• What you have to do: Transcribe the records below word for word, leaving out the pictures.
====== Supplied material ======
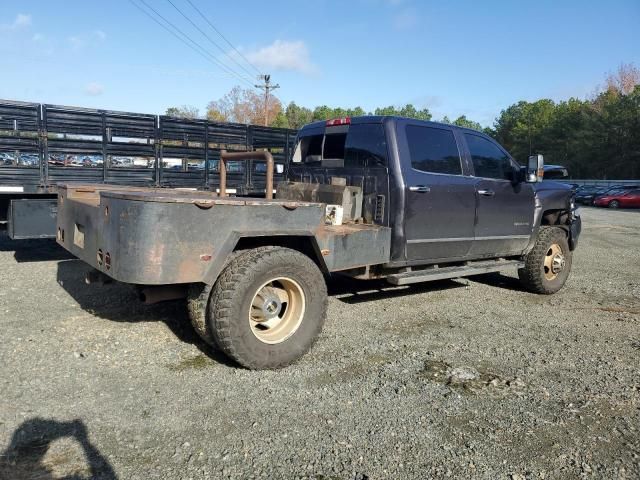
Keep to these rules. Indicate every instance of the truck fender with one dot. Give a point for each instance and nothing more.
(306, 244)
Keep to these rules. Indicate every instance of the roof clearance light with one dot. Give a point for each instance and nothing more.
(339, 121)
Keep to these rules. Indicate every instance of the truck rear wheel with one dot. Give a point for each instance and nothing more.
(197, 303)
(268, 307)
(548, 264)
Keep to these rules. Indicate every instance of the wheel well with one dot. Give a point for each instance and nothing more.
(555, 217)
(304, 245)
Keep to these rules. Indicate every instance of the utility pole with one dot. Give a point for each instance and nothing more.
======
• The reply:
Keep to these rules. Indicate every instance of the truck fender with one dot. Give a point for each instance and nothing more.
(306, 244)
Keep to these rules. Indicate every instance of the roof clearance light with one dot. Give a point for each instance and nothing more.
(339, 121)
Keep to these rules. Indicate every instance of the truck rear wheel with one dot. Give a point for each instance and nothing more.
(197, 303)
(268, 307)
(548, 264)
Keep to these rules. Indicate every instance of the wheel well with one dot. Give a point for each instance and nothing more.
(555, 217)
(304, 245)
Keep to these rules. Indicate every instance of the utility pole with one dot. Give a point for each instance and nothing more.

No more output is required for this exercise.